Task details: Copy all of the records below word for word, with no changes.

The input:
____

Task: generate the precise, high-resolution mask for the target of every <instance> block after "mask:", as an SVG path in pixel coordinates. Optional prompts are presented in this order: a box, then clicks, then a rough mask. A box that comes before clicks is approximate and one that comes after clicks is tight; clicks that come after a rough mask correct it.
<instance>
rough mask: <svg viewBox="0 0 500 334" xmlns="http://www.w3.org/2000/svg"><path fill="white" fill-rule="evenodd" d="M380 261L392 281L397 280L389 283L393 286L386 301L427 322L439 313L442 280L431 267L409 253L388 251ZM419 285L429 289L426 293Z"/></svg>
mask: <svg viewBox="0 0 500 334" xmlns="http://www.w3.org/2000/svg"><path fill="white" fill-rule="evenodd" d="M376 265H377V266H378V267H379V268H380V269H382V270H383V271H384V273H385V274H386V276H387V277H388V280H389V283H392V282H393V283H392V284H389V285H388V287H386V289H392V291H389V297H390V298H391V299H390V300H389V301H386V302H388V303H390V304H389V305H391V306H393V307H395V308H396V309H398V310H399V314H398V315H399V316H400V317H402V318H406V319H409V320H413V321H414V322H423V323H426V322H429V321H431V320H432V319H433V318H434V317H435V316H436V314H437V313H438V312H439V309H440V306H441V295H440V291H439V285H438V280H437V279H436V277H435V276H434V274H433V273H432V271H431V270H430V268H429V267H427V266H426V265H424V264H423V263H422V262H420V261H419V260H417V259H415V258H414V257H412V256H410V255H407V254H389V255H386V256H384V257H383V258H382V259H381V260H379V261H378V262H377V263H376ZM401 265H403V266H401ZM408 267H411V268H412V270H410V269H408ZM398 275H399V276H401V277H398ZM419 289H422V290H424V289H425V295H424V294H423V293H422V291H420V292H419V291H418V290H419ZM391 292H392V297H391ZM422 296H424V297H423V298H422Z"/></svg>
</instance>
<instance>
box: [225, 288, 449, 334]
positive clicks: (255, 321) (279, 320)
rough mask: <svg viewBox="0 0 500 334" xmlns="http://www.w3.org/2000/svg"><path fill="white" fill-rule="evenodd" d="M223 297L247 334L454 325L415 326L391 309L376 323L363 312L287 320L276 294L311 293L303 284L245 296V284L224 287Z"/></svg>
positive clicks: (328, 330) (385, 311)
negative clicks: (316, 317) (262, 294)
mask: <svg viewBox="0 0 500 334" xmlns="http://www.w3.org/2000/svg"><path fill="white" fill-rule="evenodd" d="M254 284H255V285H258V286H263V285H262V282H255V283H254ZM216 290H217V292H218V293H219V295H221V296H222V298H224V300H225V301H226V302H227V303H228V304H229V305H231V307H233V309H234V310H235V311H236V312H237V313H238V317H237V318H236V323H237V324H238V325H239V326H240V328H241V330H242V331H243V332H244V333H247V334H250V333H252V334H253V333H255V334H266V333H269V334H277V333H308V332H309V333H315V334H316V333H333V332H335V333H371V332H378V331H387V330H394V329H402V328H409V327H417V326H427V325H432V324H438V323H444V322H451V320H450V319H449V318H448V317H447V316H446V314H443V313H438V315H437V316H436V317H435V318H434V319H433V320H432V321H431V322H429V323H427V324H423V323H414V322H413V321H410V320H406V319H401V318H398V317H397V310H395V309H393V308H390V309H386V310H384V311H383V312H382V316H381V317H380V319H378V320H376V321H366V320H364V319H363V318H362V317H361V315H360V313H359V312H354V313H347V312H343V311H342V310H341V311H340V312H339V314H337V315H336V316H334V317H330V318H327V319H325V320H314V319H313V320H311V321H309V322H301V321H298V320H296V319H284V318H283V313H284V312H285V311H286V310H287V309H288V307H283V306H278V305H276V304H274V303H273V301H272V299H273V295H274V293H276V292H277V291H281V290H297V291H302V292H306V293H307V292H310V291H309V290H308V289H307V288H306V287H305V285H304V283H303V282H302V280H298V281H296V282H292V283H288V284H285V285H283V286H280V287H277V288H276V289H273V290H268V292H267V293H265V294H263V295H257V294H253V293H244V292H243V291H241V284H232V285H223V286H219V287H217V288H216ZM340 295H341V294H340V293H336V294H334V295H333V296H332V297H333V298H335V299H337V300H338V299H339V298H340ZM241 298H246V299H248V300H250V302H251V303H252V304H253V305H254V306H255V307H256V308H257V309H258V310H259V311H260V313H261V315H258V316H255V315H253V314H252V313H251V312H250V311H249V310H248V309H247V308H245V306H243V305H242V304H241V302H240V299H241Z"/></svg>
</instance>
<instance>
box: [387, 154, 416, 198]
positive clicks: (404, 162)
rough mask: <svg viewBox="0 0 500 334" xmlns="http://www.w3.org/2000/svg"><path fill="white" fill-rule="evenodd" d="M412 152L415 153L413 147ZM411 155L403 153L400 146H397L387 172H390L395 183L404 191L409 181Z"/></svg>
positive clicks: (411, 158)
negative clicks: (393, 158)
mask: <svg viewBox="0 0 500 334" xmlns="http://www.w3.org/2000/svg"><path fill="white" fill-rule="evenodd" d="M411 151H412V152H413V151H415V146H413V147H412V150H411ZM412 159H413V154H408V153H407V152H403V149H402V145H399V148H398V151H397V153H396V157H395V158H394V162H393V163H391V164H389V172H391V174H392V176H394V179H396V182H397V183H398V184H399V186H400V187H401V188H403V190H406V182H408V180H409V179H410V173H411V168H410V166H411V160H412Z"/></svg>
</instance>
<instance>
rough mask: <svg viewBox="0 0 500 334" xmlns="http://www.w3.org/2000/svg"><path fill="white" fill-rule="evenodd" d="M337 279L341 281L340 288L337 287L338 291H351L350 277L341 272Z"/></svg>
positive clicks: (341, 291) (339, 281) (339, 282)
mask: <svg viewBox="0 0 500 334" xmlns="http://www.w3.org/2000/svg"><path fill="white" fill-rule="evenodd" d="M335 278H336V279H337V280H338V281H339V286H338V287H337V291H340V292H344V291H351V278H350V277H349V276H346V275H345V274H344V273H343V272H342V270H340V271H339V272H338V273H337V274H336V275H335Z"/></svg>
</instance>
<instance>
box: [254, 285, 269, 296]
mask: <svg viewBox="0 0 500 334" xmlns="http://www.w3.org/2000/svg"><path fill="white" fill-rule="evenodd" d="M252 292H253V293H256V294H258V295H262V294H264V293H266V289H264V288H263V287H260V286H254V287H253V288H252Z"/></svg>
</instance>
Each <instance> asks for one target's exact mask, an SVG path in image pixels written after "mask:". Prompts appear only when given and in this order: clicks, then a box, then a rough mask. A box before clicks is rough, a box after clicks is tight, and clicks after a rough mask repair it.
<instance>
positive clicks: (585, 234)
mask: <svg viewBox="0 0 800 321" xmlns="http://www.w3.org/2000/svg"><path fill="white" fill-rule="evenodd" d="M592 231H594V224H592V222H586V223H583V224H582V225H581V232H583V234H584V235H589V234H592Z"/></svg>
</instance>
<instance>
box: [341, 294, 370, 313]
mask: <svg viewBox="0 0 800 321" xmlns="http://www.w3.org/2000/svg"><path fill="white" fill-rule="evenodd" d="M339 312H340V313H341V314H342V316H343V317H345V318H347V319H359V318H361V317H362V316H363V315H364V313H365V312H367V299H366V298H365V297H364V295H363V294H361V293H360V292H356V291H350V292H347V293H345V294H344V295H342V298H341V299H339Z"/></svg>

____

Response area:
Task: generate the precise, high-resolution mask for the target of every <instance> block after "mask:", as an SVG path in pixel coordinates. Optional prompts are presented in this order: a box, then clicks, then a rough mask. A box that comes before clicks is approximate and one that comes after clicks is tight; clicks that come after a rough mask correct it.
<instance>
rough mask: <svg viewBox="0 0 500 334" xmlns="http://www.w3.org/2000/svg"><path fill="white" fill-rule="evenodd" d="M380 261L392 281L397 280L389 283L393 286L386 301L427 322L439 313L442 280L431 267L409 253L388 251ZM419 285L429 289L426 293Z"/></svg>
mask: <svg viewBox="0 0 500 334" xmlns="http://www.w3.org/2000/svg"><path fill="white" fill-rule="evenodd" d="M376 265H377V266H378V267H379V268H380V269H382V270H383V271H384V273H385V274H386V276H387V277H388V280H389V283H392V282H393V283H392V284H389V285H388V287H386V289H392V291H389V297H390V298H391V299H390V300H389V301H386V302H388V303H390V304H389V305H391V306H393V307H395V308H396V309H398V310H399V314H398V315H399V316H400V317H402V318H406V319H409V320H413V321H414V322H423V323H426V322H429V321H431V320H432V319H433V318H434V317H435V316H436V314H437V313H438V312H439V309H440V306H441V295H440V291H439V285H438V280H437V279H436V277H435V276H434V274H433V273H432V271H431V270H430V268H429V267H427V266H426V265H424V264H423V263H422V262H420V261H419V260H417V259H415V258H414V257H412V256H410V255H407V254H389V255H386V256H384V257H383V258H382V259H381V260H379V261H378V262H377V263H376ZM401 265H403V266H401ZM408 267H411V268H412V270H410V269H408ZM398 275H399V276H401V277H398ZM419 289H422V290H424V289H425V295H424V294H423V293H422V291H420V292H419V291H418V290H419ZM391 292H392V297H391ZM422 296H424V297H423V298H422Z"/></svg>
</instance>
<instance>
box: [225, 288, 449, 334]
positive clicks: (255, 321) (279, 320)
rough mask: <svg viewBox="0 0 500 334" xmlns="http://www.w3.org/2000/svg"><path fill="white" fill-rule="evenodd" d="M223 297L247 334L454 325L415 326L391 309L376 323L363 312L287 320L276 294L311 293L303 284L245 296V284L224 287Z"/></svg>
positive clicks: (328, 330) (385, 311)
negative clicks: (316, 317) (262, 294)
mask: <svg viewBox="0 0 500 334" xmlns="http://www.w3.org/2000/svg"><path fill="white" fill-rule="evenodd" d="M254 284H255V285H258V286H263V285H262V282H255V283H254ZM216 290H217V292H218V293H219V295H221V296H222V298H224V300H225V301H226V302H227V303H228V304H229V305H231V307H233V309H234V310H235V311H236V312H237V313H238V317H237V318H236V323H237V324H238V325H239V326H240V328H241V330H242V331H243V332H244V333H247V334H250V333H252V334H253V333H255V334H266V333H269V334H277V333H308V332H309V333H315V334H316V333H333V332H335V333H371V332H378V331H387V330H394V329H402V328H409V327H417V326H427V325H432V324H438V323H444V322H451V320H450V319H449V318H448V317H447V316H446V314H443V313H438V315H437V316H436V317H435V318H434V319H433V320H432V321H431V322H429V323H427V324H423V323H414V322H413V321H410V320H406V319H401V318H398V317H397V310H395V309H393V308H390V309H386V310H384V311H383V312H382V316H381V317H380V319H378V320H376V321H366V320H364V319H363V318H362V317H361V315H360V313H359V312H354V313H347V312H343V311H342V310H341V311H340V312H339V314H337V315H336V316H334V317H330V318H327V319H325V320H314V319H313V320H311V321H309V322H301V321H298V320H296V319H284V318H283V313H284V312H285V311H286V310H287V309H288V307H283V306H278V305H276V304H274V303H273V301H272V299H273V295H274V293H276V292H277V291H281V290H297V291H302V292H306V293H307V292H310V291H309V290H308V289H307V288H306V287H305V285H304V283H303V282H302V280H298V281H296V282H292V283H288V284H285V285H283V286H280V287H277V288H276V289H273V290H268V292H267V293H265V294H263V295H257V294H253V293H244V292H243V291H241V284H232V285H223V286H219V287H217V288H216ZM340 295H341V294H340V293H336V294H334V295H333V296H332V297H333V298H335V299H337V300H338V299H339V298H340ZM241 298H246V299H248V300H250V302H251V303H252V304H253V305H254V306H255V307H256V308H257V309H258V310H259V311H260V313H261V315H258V316H255V315H253V314H252V313H251V312H250V311H249V310H248V309H247V308H245V306H243V305H242V304H241V302H240V299H241Z"/></svg>
</instance>
<instance>
box: [387, 154, 416, 198]
positive clicks: (404, 162)
rough mask: <svg viewBox="0 0 500 334" xmlns="http://www.w3.org/2000/svg"><path fill="white" fill-rule="evenodd" d="M412 152L415 153L413 147ZM411 155L403 153L400 146H397L387 172H390L395 183L404 191L409 181Z"/></svg>
positive clicks: (411, 158)
negative clicks: (393, 158)
mask: <svg viewBox="0 0 500 334" xmlns="http://www.w3.org/2000/svg"><path fill="white" fill-rule="evenodd" d="M411 151H412V152H413V151H415V146H413V147H412V150H411ZM412 159H413V154H408V153H407V152H403V149H402V145H399V148H398V151H397V153H396V157H395V158H394V162H393V163H391V164H389V172H391V174H392V176H394V179H396V182H397V183H398V184H399V186H400V187H401V188H403V190H406V182H408V180H409V179H410V173H411V168H410V166H411V160H412Z"/></svg>
</instance>
<instance>
rough mask: <svg viewBox="0 0 500 334" xmlns="http://www.w3.org/2000/svg"><path fill="white" fill-rule="evenodd" d="M337 279L341 281L340 288L337 287L338 291H351L350 277L341 272Z"/></svg>
positive clicks: (341, 291) (339, 281) (339, 282)
mask: <svg viewBox="0 0 500 334" xmlns="http://www.w3.org/2000/svg"><path fill="white" fill-rule="evenodd" d="M335 278H336V279H337V280H338V281H339V286H338V287H337V291H340V292H344V291H351V278H350V277H349V276H346V275H345V274H344V273H343V272H342V270H340V271H339V272H338V273H337V274H336V275H335Z"/></svg>
</instance>
<instance>
box: [254, 285, 269, 296]
mask: <svg viewBox="0 0 500 334" xmlns="http://www.w3.org/2000/svg"><path fill="white" fill-rule="evenodd" d="M252 292H253V293H256V294H258V295H262V294H264V293H266V289H264V288H263V287H260V286H254V287H253V288H252Z"/></svg>
</instance>
Each <instance> asks for one target's exact mask, an SVG path in image pixels written after "mask:". Prompts appear only when given and in this order: clicks, then a box, then a rough mask. A box before clicks is rough, a box after clicks is tight, and clicks after a rough mask repair it.
<instance>
positive clicks: (585, 234)
mask: <svg viewBox="0 0 800 321" xmlns="http://www.w3.org/2000/svg"><path fill="white" fill-rule="evenodd" d="M592 231H594V224H592V222H586V223H583V224H582V225H581V232H583V234H584V235H589V234H592Z"/></svg>
</instance>
<instance>
box: [341, 294, 370, 313]
mask: <svg viewBox="0 0 800 321" xmlns="http://www.w3.org/2000/svg"><path fill="white" fill-rule="evenodd" d="M339 312H340V313H341V314H342V316H343V317H345V318H347V319H359V318H361V317H362V316H363V315H364V313H365V312H367V299H366V298H365V297H364V295H363V294H361V293H360V292H356V291H350V292H347V293H345V294H344V295H342V298H341V299H339Z"/></svg>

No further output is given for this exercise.